[BEGIN SOURCE RECORDS]

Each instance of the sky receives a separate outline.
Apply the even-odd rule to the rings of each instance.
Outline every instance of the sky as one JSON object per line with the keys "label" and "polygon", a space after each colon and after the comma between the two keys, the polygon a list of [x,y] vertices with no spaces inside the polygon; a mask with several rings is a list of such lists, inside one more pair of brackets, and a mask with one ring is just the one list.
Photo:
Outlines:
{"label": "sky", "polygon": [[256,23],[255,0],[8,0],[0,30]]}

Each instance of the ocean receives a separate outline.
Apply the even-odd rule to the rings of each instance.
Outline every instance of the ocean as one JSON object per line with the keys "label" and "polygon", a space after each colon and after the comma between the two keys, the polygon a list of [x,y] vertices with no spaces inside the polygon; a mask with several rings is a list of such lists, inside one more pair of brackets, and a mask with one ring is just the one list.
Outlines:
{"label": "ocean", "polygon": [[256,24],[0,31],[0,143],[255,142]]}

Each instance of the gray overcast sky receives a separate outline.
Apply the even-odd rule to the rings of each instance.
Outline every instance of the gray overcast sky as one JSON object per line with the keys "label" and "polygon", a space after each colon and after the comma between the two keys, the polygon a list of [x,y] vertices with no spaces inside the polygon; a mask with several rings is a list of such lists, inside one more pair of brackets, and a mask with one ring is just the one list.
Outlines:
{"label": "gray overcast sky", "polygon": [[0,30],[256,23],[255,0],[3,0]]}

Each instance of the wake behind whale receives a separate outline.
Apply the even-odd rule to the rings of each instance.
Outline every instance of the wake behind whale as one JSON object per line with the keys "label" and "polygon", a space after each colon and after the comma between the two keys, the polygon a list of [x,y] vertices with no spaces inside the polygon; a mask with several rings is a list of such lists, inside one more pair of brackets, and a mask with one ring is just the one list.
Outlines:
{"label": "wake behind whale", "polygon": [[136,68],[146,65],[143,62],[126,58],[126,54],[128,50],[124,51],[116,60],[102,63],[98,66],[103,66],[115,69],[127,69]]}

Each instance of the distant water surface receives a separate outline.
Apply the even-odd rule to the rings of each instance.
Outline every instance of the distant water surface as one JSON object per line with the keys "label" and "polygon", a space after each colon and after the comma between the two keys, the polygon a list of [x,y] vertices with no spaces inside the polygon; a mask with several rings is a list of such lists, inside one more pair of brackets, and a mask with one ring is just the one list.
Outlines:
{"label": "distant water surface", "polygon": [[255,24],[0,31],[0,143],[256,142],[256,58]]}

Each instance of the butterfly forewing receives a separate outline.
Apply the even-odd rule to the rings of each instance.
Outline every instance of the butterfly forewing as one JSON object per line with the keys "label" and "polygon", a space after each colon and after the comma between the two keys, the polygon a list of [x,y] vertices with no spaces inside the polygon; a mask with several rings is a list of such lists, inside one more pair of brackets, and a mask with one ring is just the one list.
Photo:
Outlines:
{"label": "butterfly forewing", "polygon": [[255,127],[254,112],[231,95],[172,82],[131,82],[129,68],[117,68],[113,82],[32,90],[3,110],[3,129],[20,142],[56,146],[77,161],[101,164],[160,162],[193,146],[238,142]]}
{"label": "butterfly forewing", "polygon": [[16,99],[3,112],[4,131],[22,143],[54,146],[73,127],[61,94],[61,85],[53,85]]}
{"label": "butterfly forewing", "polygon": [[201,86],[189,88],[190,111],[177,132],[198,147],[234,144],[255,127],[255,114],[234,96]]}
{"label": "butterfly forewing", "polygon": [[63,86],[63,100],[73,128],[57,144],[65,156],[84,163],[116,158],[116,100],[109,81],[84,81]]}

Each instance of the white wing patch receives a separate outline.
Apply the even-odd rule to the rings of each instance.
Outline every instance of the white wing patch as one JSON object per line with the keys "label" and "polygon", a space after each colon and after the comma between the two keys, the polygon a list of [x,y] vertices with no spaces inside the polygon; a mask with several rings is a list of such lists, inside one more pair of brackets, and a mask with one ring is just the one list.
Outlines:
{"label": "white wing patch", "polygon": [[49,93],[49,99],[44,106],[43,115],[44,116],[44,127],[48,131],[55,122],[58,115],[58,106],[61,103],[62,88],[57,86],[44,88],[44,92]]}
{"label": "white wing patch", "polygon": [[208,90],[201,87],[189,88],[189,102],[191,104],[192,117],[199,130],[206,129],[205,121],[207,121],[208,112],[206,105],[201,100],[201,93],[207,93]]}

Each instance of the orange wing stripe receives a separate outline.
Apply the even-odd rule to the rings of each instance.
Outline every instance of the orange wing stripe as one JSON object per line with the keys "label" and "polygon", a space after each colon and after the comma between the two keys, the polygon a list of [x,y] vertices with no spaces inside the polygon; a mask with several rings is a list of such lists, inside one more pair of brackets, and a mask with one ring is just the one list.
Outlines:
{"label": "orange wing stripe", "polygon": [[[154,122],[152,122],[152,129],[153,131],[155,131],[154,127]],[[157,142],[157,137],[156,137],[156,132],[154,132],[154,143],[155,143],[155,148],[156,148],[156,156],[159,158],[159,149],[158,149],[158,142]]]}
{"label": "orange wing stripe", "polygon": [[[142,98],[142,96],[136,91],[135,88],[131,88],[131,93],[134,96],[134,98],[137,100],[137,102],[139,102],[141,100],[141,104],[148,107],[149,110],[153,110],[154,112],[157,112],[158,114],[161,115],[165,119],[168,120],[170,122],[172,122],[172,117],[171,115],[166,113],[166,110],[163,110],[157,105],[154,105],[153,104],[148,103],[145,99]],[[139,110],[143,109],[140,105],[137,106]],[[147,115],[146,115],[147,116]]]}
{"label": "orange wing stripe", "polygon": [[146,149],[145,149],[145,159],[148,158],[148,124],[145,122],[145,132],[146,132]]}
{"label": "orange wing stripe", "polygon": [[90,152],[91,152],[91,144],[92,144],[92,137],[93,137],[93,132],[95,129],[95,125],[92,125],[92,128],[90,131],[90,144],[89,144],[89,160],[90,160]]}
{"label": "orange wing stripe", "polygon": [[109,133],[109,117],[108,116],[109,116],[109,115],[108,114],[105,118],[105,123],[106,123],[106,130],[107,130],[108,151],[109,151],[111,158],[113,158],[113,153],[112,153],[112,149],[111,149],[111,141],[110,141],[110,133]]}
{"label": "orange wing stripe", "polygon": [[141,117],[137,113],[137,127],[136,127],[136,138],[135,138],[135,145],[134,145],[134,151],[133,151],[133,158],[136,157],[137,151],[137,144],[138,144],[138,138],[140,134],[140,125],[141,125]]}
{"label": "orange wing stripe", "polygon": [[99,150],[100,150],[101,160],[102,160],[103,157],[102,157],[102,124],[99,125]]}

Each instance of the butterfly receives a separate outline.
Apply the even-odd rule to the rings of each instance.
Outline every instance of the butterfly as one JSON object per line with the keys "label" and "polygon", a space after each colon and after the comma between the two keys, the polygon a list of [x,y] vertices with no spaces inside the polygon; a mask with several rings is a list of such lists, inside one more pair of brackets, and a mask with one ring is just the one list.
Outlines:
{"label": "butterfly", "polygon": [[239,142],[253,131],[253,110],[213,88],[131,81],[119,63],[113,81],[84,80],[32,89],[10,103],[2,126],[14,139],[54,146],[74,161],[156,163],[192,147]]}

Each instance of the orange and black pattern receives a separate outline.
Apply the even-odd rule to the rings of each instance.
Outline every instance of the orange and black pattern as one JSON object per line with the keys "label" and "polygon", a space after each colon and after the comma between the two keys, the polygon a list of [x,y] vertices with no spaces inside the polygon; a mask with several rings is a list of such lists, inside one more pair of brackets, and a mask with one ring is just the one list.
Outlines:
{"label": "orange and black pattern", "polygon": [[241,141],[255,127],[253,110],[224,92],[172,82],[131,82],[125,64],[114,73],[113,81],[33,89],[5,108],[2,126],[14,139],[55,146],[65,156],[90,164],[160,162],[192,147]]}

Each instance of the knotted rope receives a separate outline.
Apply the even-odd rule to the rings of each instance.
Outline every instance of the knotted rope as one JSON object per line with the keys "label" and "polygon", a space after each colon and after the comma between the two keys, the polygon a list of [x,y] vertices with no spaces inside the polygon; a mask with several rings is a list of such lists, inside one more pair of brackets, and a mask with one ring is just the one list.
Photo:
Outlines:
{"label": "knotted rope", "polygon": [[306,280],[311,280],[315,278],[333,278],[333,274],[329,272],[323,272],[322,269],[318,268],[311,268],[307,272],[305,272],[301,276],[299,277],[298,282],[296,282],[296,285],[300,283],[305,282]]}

[END SOURCE RECORDS]

- _GOAL_
Return every line of the records that contains the word "ocean".

- _SOLUTION FOR THIS PROBLEM_
Each instance of the ocean receives a separate outline.
Outline every instance of the ocean as one JSON object per line with the keys "label" and "polygon", a space after each colon and after the comma between the two keys, the polygon a list of [x,y] vertices with no spaces inside the polygon; a mask with several rings is a list of such lists, inside one more pair of brackets, and a mask with one ring is just the one list.
{"label": "ocean", "polygon": [[256,24],[0,31],[0,143],[255,142]]}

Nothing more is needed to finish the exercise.